─── Page excerpt ───

Look Delta on my road bikes. Been using them years, add that to a five year old pair of Spesh Pro Carbon shoes. Both pedals were top end in their time, campag record carbon looks and a set of Look Carbo Pros.


----------



## jann71 (16 Sep 2012)

I had shimano spd sl and hated them. Have used Spds on other bikes for years.
As the road shoes were £90, I have now changed to look keo easy and love them.


----------



## antonypo (16 Sep 2012)

Sorry to be so naive but what are SPD'S Are they clips? I dont want to be tied to the pedals. I think its dangerous on traffic ridden roads. If you fall off you can hurt yourself if you dont get out of them in time.


----------



## palinurus (16 Sep 2012)

antonypo said:


> Sorry to be so naive but what are SPD'S Are they clips? I dont want to be tied to the pedals. I think its dangerous on traffic ridden roads. If you fall off you can hurt yourself if you dont get out of them in time.


 
"clipless" or clip-in pedals. Easier to get in and out of than the old toe clips. I use them on most of my bikes, some of which I fall off of fairly frequently (I dabble in cyclocross), mostly my feet find a way out without me having to think about it.


----------



## antonypo (16 Sep 2012)

ive seen a a pair of muddyfox http://www.sportsdirect.com/muddyfox-rbs-carbon-mens-cycling-shoes-144017 but they seem to have just screws sticking out of them. how do they fit spd peddles. Also they quote spd -sl. Are there different types of fit or is this spd? Ive tried them on in the shop and they fit great especially with the ratchet top. Secondly what are the best spd peddles to fit please. KEEN TO TRY NOW !!!


----------



## Tight Git (16 Sep 2012)

Those shoes won't fit spd as they are spd-sl which is a different fitment. The cleat (plastic bit) screws onto the sole using the holes. Spd have 2 holes and the sl 3 holes.


----------



## palinurus (16 Sep 2012)

antonypo said:


> ive seen a a pair of muddyfox http://www.sportsdirect.com/muddyfox-rbs-carbon-mens-cycling-shoes-144017 but they seem to have just screws sticking out of them. how do they fit spd peddles. Also they quote spd -sl. Are there different types of fit or is this spd? Ive tried them on in the shop and they fit great especially with the ratchet top. Secondly what are the best spd peddles to fit please. KEEN TO TRY NOW !!!

───

Written tasks:
1) Name each distinct username that appears in a post header in the thread about clip-in pedals.
2) Write the next part of the forum thread on clip-in pedals, picking up after its last line.
The items that come after this are not needed.

─── Extracted material ───

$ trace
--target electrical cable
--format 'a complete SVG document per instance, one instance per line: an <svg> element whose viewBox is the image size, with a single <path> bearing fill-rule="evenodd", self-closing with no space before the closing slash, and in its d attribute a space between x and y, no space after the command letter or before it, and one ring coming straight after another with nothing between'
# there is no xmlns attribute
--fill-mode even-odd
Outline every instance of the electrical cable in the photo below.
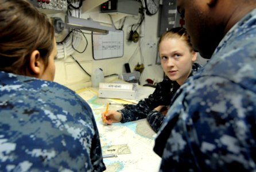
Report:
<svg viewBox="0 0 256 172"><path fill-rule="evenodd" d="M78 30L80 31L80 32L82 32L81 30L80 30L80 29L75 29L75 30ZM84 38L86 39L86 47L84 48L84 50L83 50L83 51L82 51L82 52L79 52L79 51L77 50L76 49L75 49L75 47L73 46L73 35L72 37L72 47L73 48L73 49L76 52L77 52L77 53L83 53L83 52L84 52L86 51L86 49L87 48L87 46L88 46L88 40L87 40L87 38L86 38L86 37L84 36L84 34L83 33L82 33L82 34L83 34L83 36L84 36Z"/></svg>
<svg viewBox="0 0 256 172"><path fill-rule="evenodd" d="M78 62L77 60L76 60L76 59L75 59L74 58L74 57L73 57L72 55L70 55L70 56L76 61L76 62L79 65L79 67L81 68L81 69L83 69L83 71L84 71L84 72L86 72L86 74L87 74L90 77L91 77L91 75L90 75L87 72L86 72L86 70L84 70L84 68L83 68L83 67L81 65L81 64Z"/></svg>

───

Results of the exercise:
1) jann71, antonypo, palinurus, Tight Git

2)
 
That type of shoe design is good for road riding where you don't need to walk much- good for a club rider or someone who races perhaps.

For most other types of cycling a shoe with a recessed cleat (examples being Shimano SPD or the Crank Bros type design) is often better since you can walk in them more easily- great for all sorts of riding, including touring, mountainbiking and going to Sainsbury's (although hardly necessary for the latter). These systems are also easier to use since you can clip in on either side of the pedal (or four sides in the case of Crank Bros.)

So you need to select the shoe /pedal system that suits your type of riding (and whether you need to walk in them too), there isn't really a best pedal- you choose one to match your requirements.

Right, the shoes generally have three screw threads in them (road style cleats like Look, Shimano SPD-SL etc.) or two (recessed cleat designs like SPD). The cleat is supplied with the pedal and is attached to the shoe, this being the interface between the shoe and pedal.

Anyway- there's a little research to do, search the forums a bit and try to work out what will suit you. You've gone pretty quickly from "looks dangerous" to "I want them now"!


----------



## palinurus (16 Sep 2012)

Look here:

http://www.cyclechat.net/threads/clipless-pedals-faq.74358/


----------



## Deleted member 20519 (16 Sep 2012)

accountantpete said:


> Save up and get some decent gear.
> 
> Personally I'd say Look Keo Carbons and S-Works Shoes - but that's £300 gone rather quickly.


 
That's the price of my bike!


----------



## Keith Smith (16 Sep 2012)

I bought the Shimano 105 SPD SL pedals and a modest pair of Specialized road shoes on Saturday, and have cycled over 50 miles in them this weekend. My verdict is simply OMG! How on earth did I ever manage before?! They have completely transformed the bike. The increase in power from simply being able to engage the opposing leg muscles is staggering! It is particularly noticeable when accelerating from a standstill or from a slow rolling speed, and powering up hills. I am completely, unequivocally, 100% converted!


----------



## Lee_M (16 Sep 2012)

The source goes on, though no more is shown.